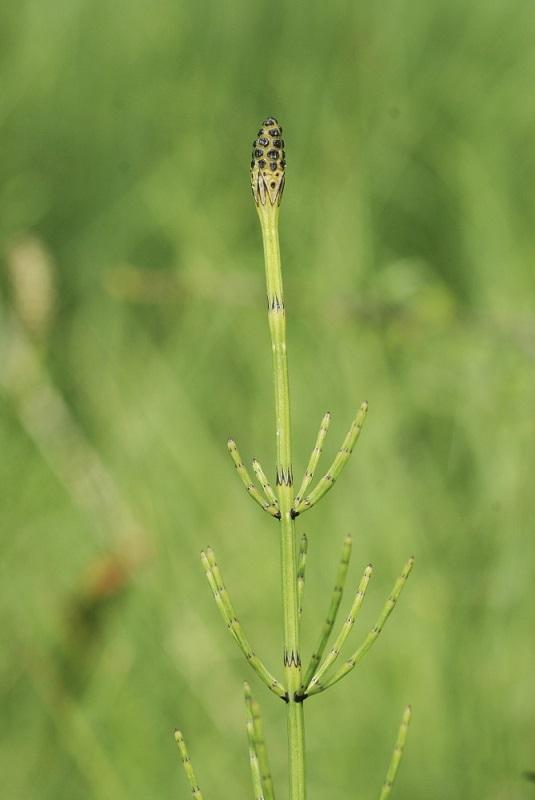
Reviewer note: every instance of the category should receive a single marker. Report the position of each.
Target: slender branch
(372, 635)
(336, 599)
(314, 458)
(253, 760)
(253, 710)
(340, 460)
(188, 769)
(396, 755)
(344, 633)
(229, 615)
(241, 469)
(303, 549)
(265, 484)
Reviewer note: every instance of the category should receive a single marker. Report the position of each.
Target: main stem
(292, 660)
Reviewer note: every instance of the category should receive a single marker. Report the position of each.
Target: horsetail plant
(268, 168)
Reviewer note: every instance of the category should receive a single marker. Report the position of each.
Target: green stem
(268, 214)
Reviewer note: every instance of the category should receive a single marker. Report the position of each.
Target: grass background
(134, 341)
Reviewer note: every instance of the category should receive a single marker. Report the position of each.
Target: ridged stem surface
(292, 661)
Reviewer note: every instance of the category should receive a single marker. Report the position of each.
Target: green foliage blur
(133, 341)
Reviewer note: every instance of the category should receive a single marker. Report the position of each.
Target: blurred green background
(134, 340)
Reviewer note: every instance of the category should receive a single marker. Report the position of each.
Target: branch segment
(301, 567)
(313, 460)
(370, 638)
(229, 616)
(336, 599)
(344, 632)
(188, 769)
(267, 503)
(258, 744)
(396, 755)
(340, 460)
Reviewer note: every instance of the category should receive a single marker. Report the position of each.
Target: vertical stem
(292, 660)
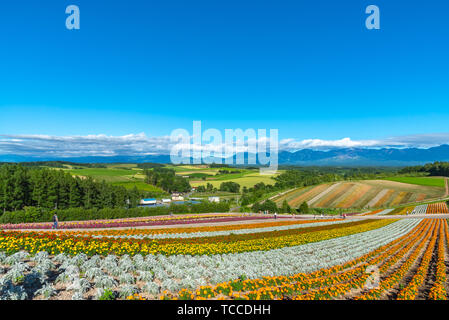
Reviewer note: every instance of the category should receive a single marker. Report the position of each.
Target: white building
(214, 199)
(147, 201)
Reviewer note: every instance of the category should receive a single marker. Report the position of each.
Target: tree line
(21, 187)
(167, 180)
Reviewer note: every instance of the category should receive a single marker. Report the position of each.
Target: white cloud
(141, 145)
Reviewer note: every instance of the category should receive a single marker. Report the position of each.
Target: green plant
(107, 295)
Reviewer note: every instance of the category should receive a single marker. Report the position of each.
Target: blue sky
(308, 68)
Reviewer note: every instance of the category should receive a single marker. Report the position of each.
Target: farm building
(147, 201)
(214, 199)
(177, 198)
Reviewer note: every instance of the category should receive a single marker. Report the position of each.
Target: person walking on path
(55, 221)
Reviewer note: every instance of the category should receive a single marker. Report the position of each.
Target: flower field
(440, 207)
(363, 194)
(244, 257)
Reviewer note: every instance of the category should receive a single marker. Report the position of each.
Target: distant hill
(305, 157)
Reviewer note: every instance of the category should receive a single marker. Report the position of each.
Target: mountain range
(305, 157)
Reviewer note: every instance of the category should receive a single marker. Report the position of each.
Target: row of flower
(193, 234)
(411, 253)
(23, 276)
(134, 222)
(440, 207)
(318, 284)
(34, 241)
(197, 229)
(438, 290)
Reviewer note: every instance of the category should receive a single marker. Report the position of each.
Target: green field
(421, 181)
(128, 175)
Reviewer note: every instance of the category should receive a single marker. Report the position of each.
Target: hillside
(361, 194)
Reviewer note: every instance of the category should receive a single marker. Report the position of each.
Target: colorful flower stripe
(231, 227)
(411, 290)
(386, 260)
(271, 287)
(394, 278)
(440, 207)
(438, 290)
(11, 242)
(128, 223)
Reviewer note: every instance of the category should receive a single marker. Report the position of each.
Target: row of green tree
(56, 189)
(167, 180)
(432, 169)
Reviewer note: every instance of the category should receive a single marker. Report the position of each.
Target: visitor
(55, 221)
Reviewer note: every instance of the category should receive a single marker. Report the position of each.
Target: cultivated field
(230, 256)
(361, 194)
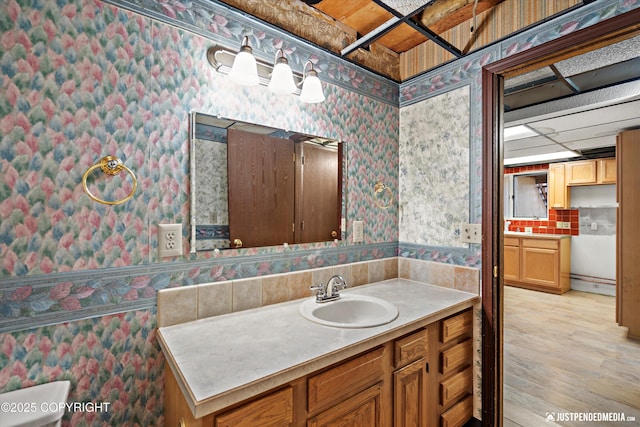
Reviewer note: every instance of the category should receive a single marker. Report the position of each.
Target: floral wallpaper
(113, 359)
(80, 79)
(434, 169)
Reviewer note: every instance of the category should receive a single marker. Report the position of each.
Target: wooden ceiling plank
(368, 18)
(340, 9)
(402, 38)
(442, 15)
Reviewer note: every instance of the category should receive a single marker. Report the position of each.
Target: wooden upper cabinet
(581, 173)
(607, 171)
(557, 192)
(591, 172)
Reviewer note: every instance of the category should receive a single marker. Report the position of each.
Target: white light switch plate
(169, 240)
(358, 231)
(471, 233)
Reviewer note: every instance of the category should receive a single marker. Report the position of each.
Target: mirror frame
(342, 181)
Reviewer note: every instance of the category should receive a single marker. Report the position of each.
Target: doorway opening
(602, 34)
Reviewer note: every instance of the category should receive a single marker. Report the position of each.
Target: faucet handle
(319, 288)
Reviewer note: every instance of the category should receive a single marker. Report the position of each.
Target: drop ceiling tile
(588, 144)
(617, 52)
(405, 7)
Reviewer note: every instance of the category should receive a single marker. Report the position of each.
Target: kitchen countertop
(225, 359)
(535, 235)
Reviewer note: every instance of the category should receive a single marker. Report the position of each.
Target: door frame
(596, 36)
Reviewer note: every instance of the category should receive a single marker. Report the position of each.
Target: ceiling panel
(617, 52)
(613, 117)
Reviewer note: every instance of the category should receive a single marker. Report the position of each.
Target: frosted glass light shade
(311, 92)
(282, 78)
(244, 70)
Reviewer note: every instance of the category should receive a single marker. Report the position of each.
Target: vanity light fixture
(245, 69)
(282, 77)
(311, 86)
(276, 77)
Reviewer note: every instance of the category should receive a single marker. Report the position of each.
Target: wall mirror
(525, 195)
(253, 185)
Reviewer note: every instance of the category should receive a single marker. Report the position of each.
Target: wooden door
(363, 409)
(261, 185)
(318, 191)
(628, 233)
(410, 395)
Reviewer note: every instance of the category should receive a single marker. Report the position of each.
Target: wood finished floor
(565, 353)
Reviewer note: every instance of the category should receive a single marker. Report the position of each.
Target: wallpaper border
(331, 68)
(35, 301)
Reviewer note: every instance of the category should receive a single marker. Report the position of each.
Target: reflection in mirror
(254, 186)
(525, 195)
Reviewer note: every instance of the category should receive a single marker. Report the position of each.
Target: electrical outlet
(358, 231)
(471, 233)
(169, 240)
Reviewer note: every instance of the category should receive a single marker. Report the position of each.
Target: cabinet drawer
(511, 241)
(339, 383)
(410, 348)
(459, 414)
(456, 326)
(540, 243)
(457, 357)
(456, 386)
(275, 409)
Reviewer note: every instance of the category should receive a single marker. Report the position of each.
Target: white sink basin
(350, 311)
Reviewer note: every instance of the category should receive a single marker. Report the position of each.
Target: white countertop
(535, 235)
(225, 359)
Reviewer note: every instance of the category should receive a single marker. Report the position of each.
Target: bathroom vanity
(270, 366)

━━━━━━━━━━━━━━━━

* [Problem details]:
Will you set down the records word for word while leaving out every picture?

* [Exercise output]:
Reviewer note: every instance of the category should receive a single marker. Report the position of each.
Target: slender branch
(372, 635)
(336, 599)
(314, 458)
(253, 760)
(253, 710)
(340, 460)
(188, 769)
(396, 755)
(344, 633)
(229, 615)
(241, 469)
(303, 549)
(265, 484)
Reviewer note: every instance of the category should receive a single marker. Report the position of each.
Target: main stem
(292, 660)
Reviewer note: every instance of the category should receive a single marker. Report the position of each.
Target: horsetail plant
(268, 168)
Reviewer note: every instance of the category should receive a single marker. Report the position of each.
Target: green stem
(268, 214)
Reviewer note: every instance of the category should receive a single marker. Report the position of each.
Target: grass background
(134, 341)
Reviewer note: every instance of the category should receive a single marker. Report the position of each.
Target: ridged stem surface
(292, 661)
Reviewer note: every instance of the category should receive a single marker. Report the position of each.
Target: green foliage blur
(133, 341)
Reviewer note: every instance of the category should receive a single marker. Report the position of each.
Target: blurred green background
(134, 340)
Reviewer note: every instance of the category should receive a single marker. Report the position of each.
Target: branch segment
(301, 567)
(313, 460)
(370, 638)
(229, 616)
(336, 599)
(344, 632)
(188, 769)
(267, 503)
(258, 744)
(396, 755)
(340, 460)
Reviewer note: every instance of the category should receive a single marker. Report the position of each.
Target: vertical stem
(292, 660)
Reviewer note: every instance of the category should receive a single marker. Report the position of each.
Target: white building
(214, 199)
(147, 201)
Reviewer note: every instance of the category should receive a single marker. Report the position of each.
Target: tree line
(21, 187)
(167, 180)
Reviewer note: every instance of the category should receive a single marker. Report the position of each.
Target: white cloud
(141, 145)
Reviewer note: every instance of the category should receive a single marker. Report the position of each.
Target: green plant
(107, 295)
Reviewer note: every instance of the category should receive a single marker. Report the position of each.
Target: blue sky
(308, 68)
Reviewer note: every instance of the category should receive a single marker. Report the position of each.
Target: farm building
(147, 201)
(214, 199)
(177, 198)
Reviewer note: every instance of the category should receive a single marker. Report the position of each.
Target: person walking on path
(55, 221)
Reviewer note: every instance of the category should receive a single marker. Report the position of each.
Target: flower field
(440, 207)
(363, 194)
(244, 257)
Reviewer note: every instance of the category should receive a single marker. Report the position of each.
Target: distant hill
(305, 157)
Reviewer note: every instance of the category should receive a single marker. Report the position of each.
Target: mountain range
(305, 157)
Reviewer note: every instance of the category should receive a single marker. Report the position of each.
Target: row of flower
(193, 234)
(411, 253)
(23, 276)
(134, 222)
(440, 207)
(318, 284)
(34, 241)
(197, 229)
(438, 290)
Reviewer note: every instance of the category should receive a single marker. Report the position of each.
Target: green field
(421, 181)
(128, 175)
Reviewer note: every instance of the category should receive a single marker. Report the position of each.
Target: hillside
(361, 194)
Reviewer note: every instance of the category should receive a single marker. Report the position of each.
Target: colorful flower stripe
(231, 227)
(411, 290)
(386, 260)
(271, 287)
(394, 278)
(440, 207)
(438, 290)
(11, 242)
(128, 223)
Reviewer note: every instance of the category should receive a single marker. Report the position of each.
Target: row of green tree
(56, 189)
(167, 180)
(432, 169)
Reviewer note: every instance of the category should receive a single marker. Report the position of each.
Target: visitor
(55, 221)
Reviewer note: every instance of the category should receive a single marker. Report the position of each.
Target: cultivated field
(230, 256)
(361, 194)
Reviewer note: every instance of the category should receive a single marker. Report the position of each.
Target: floral wallpaper
(113, 359)
(80, 79)
(434, 169)
Reviewer note: every instance of the category should receive a single marker. Report the position of each.
Target: wooden ceiling plank
(368, 18)
(340, 9)
(402, 38)
(442, 15)
Reviewer note: every instance of the category should receive a single marker. Report the position of each.
Target: wooden upper cabinet
(581, 173)
(607, 171)
(557, 192)
(591, 172)
Reviewer note: every instance of the category should receive a single marker. Report the position of each.
Target: white light switch plate
(169, 240)
(358, 231)
(471, 233)
Reviewer note: every instance of the category should receive a single marker. Report the position of each.
Target: mirror frame
(342, 181)
Reviewer note: every instance of the category should receive a single marker. Report the position of each.
Target: doorway opening
(602, 34)
Reviewer note: every instance of the category should receive a single marker. Report the position of each.
Target: faucet handle
(319, 288)
Reviewer note: every instance of the category should receive a single marker. Report the position of each.
Target: drop ceiling tile
(588, 144)
(617, 52)
(405, 7)
Reviewer note: every instance of the category should receive a single marker. Report the position of each.
Target: kitchen countertop
(225, 359)
(535, 235)
Reviewer note: every instance of the category should receive a single marker. Report the position of each.
Target: door frame
(596, 36)
Reviewer note: every instance of the category should receive a single marker. Report the position of each.
Target: ceiling panel
(617, 52)
(613, 117)
Reviewer note: every instance of the category should receive a single marker. Report the position of each.
Target: frosted glass light shade
(311, 92)
(282, 78)
(244, 70)
Reviewer note: every instance of the category should receive a single marker. Report the position of each.
Target: vanity light fixture
(245, 69)
(282, 77)
(311, 86)
(276, 77)
Reviewer note: every instance of the category should receive a single marker. Report the position of each.
Target: wall mirror
(525, 195)
(253, 185)
Reviewer note: every instance of the category should receive a single marker. Report the position of each.
Target: wooden door
(363, 409)
(261, 185)
(318, 191)
(628, 233)
(410, 395)
Reviewer note: every instance of the category should receive a single marker. Report the position of each.
Target: wood finished floor
(565, 353)
Reviewer note: every instance of the category should receive a single marker. Report the position of each.
Target: wallpaper border
(331, 68)
(35, 301)
Reviewer note: every instance of the category should receive a single marker. Report the position of each.
Target: reflection in mirror
(254, 186)
(525, 195)
Reviewer note: every instance of the category should receive a single marker. Report the position of each.
Target: electrical outlet
(358, 231)
(471, 233)
(169, 240)
Reviewer note: every instance of the category should receive a single marker. Report the position of each.
Target: cabinet drawer
(511, 241)
(339, 383)
(410, 348)
(459, 414)
(456, 326)
(540, 243)
(457, 357)
(456, 386)
(275, 409)
Reviewer note: every instance of the category should receive a single marker. Report the position of each.
Target: white sink basin
(350, 311)
Reviewer note: every instance of the category should receive a single marker. Report the position of each.
Target: white countertop
(535, 235)
(225, 359)
Reviewer note: every instance of the category should receive a single marker. Report the position of each.
Target: bathroom vanity
(270, 366)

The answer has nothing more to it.